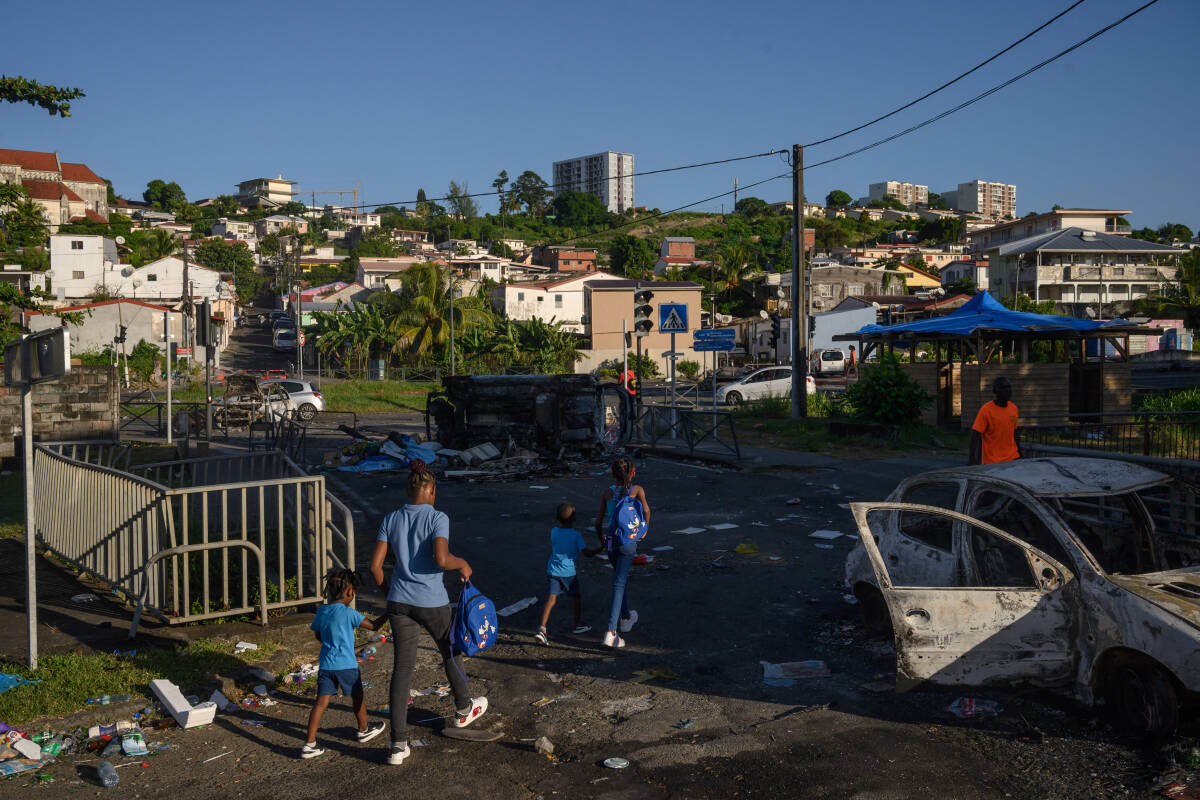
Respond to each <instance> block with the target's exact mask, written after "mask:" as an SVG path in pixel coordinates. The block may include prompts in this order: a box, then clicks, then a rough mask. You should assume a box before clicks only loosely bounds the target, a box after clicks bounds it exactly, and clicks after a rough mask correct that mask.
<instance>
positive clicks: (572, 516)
mask: <svg viewBox="0 0 1200 800" xmlns="http://www.w3.org/2000/svg"><path fill="white" fill-rule="evenodd" d="M557 517H558V525H557V527H554V528H553V529H551V531H550V564H547V565H546V573H547V578H548V581H550V588H548V589H547V591H546V604H545V606H542V609H541V625H540V626H539V627H538V634H536V636H535V637H534V638H535V639H538V642H539V643H541V644H550V637H547V636H546V622H548V621H550V610H551V609H552V608H553V607H554V602H556V601H557V600H558V595H571V600H572V602H574V603H575V631H574V632H575V633H587V632H588V631H590V630H592V626H590V625H584V624H583V602H582V599H581V597H580V581H578V578H577V577H576V575H575V560H576V559H577V558H578V557H580V553H583V554H584V555H595V554H596V553H599V552H600V548H599V547H596V548H594V549H588V548H586V547H584V546H583V534H581V533H580V531H577V530H575V506H574V505H571V504H570V503H564V504H562V505H560V506H558V510H557Z"/></svg>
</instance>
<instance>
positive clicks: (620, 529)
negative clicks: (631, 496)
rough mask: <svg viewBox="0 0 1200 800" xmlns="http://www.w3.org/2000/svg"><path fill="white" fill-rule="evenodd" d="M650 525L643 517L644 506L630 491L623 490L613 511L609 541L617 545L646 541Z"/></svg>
mask: <svg viewBox="0 0 1200 800" xmlns="http://www.w3.org/2000/svg"><path fill="white" fill-rule="evenodd" d="M648 527H649V525H647V523H646V517H643V516H642V504H641V501H640V500H637V499H635V498H632V497H630V495H629V494H628V489H624V488H623V489H622V491H620V494H619V495H617V503H616V504H614V505H613V509H612V521H610V523H608V540H610V541H612V542H614V543H616V545H618V546H620V545H628V543H629V542H640V541H642V540H643V539H646V530H647V528H648Z"/></svg>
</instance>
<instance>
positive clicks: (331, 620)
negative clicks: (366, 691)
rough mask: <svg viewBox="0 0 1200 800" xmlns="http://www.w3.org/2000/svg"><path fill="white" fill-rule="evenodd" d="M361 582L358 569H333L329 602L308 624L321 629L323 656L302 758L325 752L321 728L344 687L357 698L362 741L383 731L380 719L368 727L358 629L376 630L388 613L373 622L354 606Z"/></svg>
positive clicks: (307, 757)
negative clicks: (357, 628)
mask: <svg viewBox="0 0 1200 800" xmlns="http://www.w3.org/2000/svg"><path fill="white" fill-rule="evenodd" d="M359 583H360V578H359V576H358V573H356V572H352V571H350V570H342V569H332V570H330V571H329V573H328V575H326V576H325V604H324V606H322V607H320V608H318V609H317V615H316V616H314V618H313V620H312V625H310V626H308V627H310V628H311V630H313V631H316V632H317V640H319V642H320V658H319V661H318V662H317V666H318V672H317V702H316V704H313V706H312V712H311V714H310V715H308V739H307V741H306V742H305V746H304V747H302V748H300V758H316V757H317V756H320V754H322V753H324V752H325V750H324V748H323V747H318V746H317V728H319V727H320V717H322V715H324V714H325V709H326V708H329V702H330V700H331V699H332V698H334V696H335V694H337V690H338V688H341V690H342V696H343V697H344V696H346V694H349V696H350V698H352V700H353V702H354V716H355V717H358V723H359V742H360V744H361V742H366V741H371V740H372V739H374V738H376V736H378V735H379V734H380V733H383V729H384V724H383V723H382V722H380V723H378V724H373V726H371V727H367V709H366V704H365V703H364V700H362V676H361V675H360V674H359V662H358V656H355V655H354V630H355V628H358V627H365V628H366V630H368V631H373V630H376V628H378V627H379V626H380V625H383V622H384V620H386V616H380V618H379V619H377V620H374V621H373V622H372V621H371V620H368V619H366V618H364V616H362V614H360V613H358V612H356V610H354V609H353V608H350V603H352V602H353V601H354V594H355V590H356V589H358V587H359Z"/></svg>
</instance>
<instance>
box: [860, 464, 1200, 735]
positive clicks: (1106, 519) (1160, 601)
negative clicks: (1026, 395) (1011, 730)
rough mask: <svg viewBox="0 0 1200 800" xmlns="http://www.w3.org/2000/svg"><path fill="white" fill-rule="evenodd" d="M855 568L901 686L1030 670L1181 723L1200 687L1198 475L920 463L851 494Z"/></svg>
mask: <svg viewBox="0 0 1200 800" xmlns="http://www.w3.org/2000/svg"><path fill="white" fill-rule="evenodd" d="M851 509H852V511H853V515H854V521H856V524H857V525H858V531H859V537H860V541H859V542H858V543H857V545H856V547H854V549H853V551H851V553H850V555H848V557H847V560H846V582H847V585H848V587H850V588H851V589H852V590H853V591H854V595H856V596H857V597H858V599H859V602H860V603H862V607H863V614H864V619H865V621H866V624H868V626H869V627H872V628H875V630H877V631H886V630H889V628H890V631H892V632H893V636H894V639H895V648H896V688H898V690H899V691H904V690H906V688H910V687H912V686H913V685H916V684H919V682H923V681H929V682H932V684H941V685H955V686H984V685H1012V684H1030V685H1036V686H1045V687H1054V688H1060V690H1067V691H1069V692H1070V693H1073V694H1074V696H1075V697H1078V698H1079V699H1080V700H1082V702H1085V703H1088V704H1091V703H1094V702H1097V700H1098V699H1100V698H1103V699H1105V700H1106V702H1108V703H1109V704H1111V705H1112V706H1114V708H1115V710H1116V711H1117V712H1118V714H1120V715H1121V716H1122V717H1123V720H1124V722H1126V723H1127V724H1129V726H1130V727H1134V728H1136V729H1140V730H1142V732H1146V733H1163V732H1168V730H1170V729H1174V728H1175V726H1176V723H1177V721H1178V718H1180V714H1181V708H1189V706H1193V705H1194V703H1195V700H1196V699H1198V698H1200V566H1198V565H1200V535H1198V531H1196V491H1195V489H1194V487H1190V486H1188V485H1186V483H1182V482H1180V481H1176V480H1175V479H1171V477H1170V476H1166V475H1163V474H1162V473H1157V471H1154V470H1151V469H1147V468H1144V467H1140V465H1136V464H1130V463H1126V462H1121V461H1109V459H1097V458H1030V459H1021V461H1016V462H1007V463H1003V464H988V465H982V467H965V468H958V469H947V470H936V471H931V473H924V474H922V475H916V476H913V477H910V479H907V480H905V481H904V482H902V483H901V485H900V486H899V487H896V489H895V492H893V493H892V497H890V498H889V501H888V503H874V504H872V503H856V504H852V506H851Z"/></svg>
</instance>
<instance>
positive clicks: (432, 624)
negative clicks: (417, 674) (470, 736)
mask: <svg viewBox="0 0 1200 800" xmlns="http://www.w3.org/2000/svg"><path fill="white" fill-rule="evenodd" d="M451 618H452V613H451V610H450V606H439V607H437V608H420V607H419V606H409V604H407V603H392V602H389V603H388V619H389V620H390V621H391V632H392V636H394V638H392V648H394V652H395V655H396V657H395V662H394V663H392V667H391V706H390V710H391V741H392V744H396V745H403V744H404V742H406V741H408V738H407V736H408V734H407V723H408V690H409V688H410V687H412V684H413V669H414V668H415V667H416V639H418V638H420V636H421V628H424V630H425V632H426V633H428V634H430V636H431V637H433V642H434V643H436V644H437V645H438V652H440V654H442V666H443V667H444V668H445V670H446V680H449V681H450V691H451V692H454V706H455V709H456V710H458V711H466V710H468V709H470V692H468V691H467V676H466V675H464V674H463V672H462V662H461V660H458V658H454V660H451V658H450V620H451Z"/></svg>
========
» **EXERCISE DETAILS**
In the data above, which lines lie between the line with "582L358 569H333L329 602L308" and the line with "negative clicks: (1026, 395) (1011, 730)", inclusive? Print those lines exactly and nothing else.

» **TASK ANSWER**
rough mask: <svg viewBox="0 0 1200 800" xmlns="http://www.w3.org/2000/svg"><path fill="white" fill-rule="evenodd" d="M361 582L358 569H333L329 602L308 624L321 629L323 656L302 758L325 752L321 728L344 687L357 698L362 741L383 731L380 719L368 727L358 629L376 630L388 613L373 622L354 606Z"/></svg>
positive clicks: (307, 757)
negative clicks: (357, 628)
mask: <svg viewBox="0 0 1200 800" xmlns="http://www.w3.org/2000/svg"><path fill="white" fill-rule="evenodd" d="M359 583H360V578H359V576H358V573H356V572H352V571H350V570H342V569H332V570H330V571H329V573H328V575H326V576H325V604H324V606H322V607H320V608H318V609H317V615H316V616H314V618H313V620H312V625H310V626H308V627H310V628H311V630H313V631H316V632H317V640H319V642H320V658H319V661H318V662H317V666H318V672H317V702H316V704H313V706H312V712H311V714H310V715H308V739H307V741H306V742H305V746H304V747H302V748H300V758H316V757H317V756H320V754H322V753H324V752H325V750H324V748H323V747H318V746H317V728H319V727H320V717H322V715H324V714H325V709H326V708H329V702H330V700H331V699H332V698H334V696H335V694H337V690H338V688H341V690H342V696H343V697H344V696H346V694H349V696H350V698H352V700H353V702H354V716H355V717H358V723H359V742H360V744H361V742H366V741H371V740H372V739H374V738H376V736H378V735H379V734H380V733H383V729H384V724H383V723H382V722H380V723H378V724H373V726H371V727H367V709H366V704H365V703H364V700H362V676H361V675H360V674H359V662H358V656H355V655H354V630H355V628H358V627H365V628H366V630H368V631H373V630H376V628H378V627H379V626H380V625H383V622H384V620H386V616H380V618H379V619H377V620H374V621H373V622H372V621H371V620H368V619H366V618H364V616H362V614H360V613H358V612H356V610H354V609H353V608H350V603H352V602H353V601H354V594H355V590H356V589H358V587H359Z"/></svg>
</instance>
<instance>
box: [860, 464, 1200, 735]
positive clicks: (1106, 519) (1160, 601)
negative clicks: (1026, 395) (1011, 730)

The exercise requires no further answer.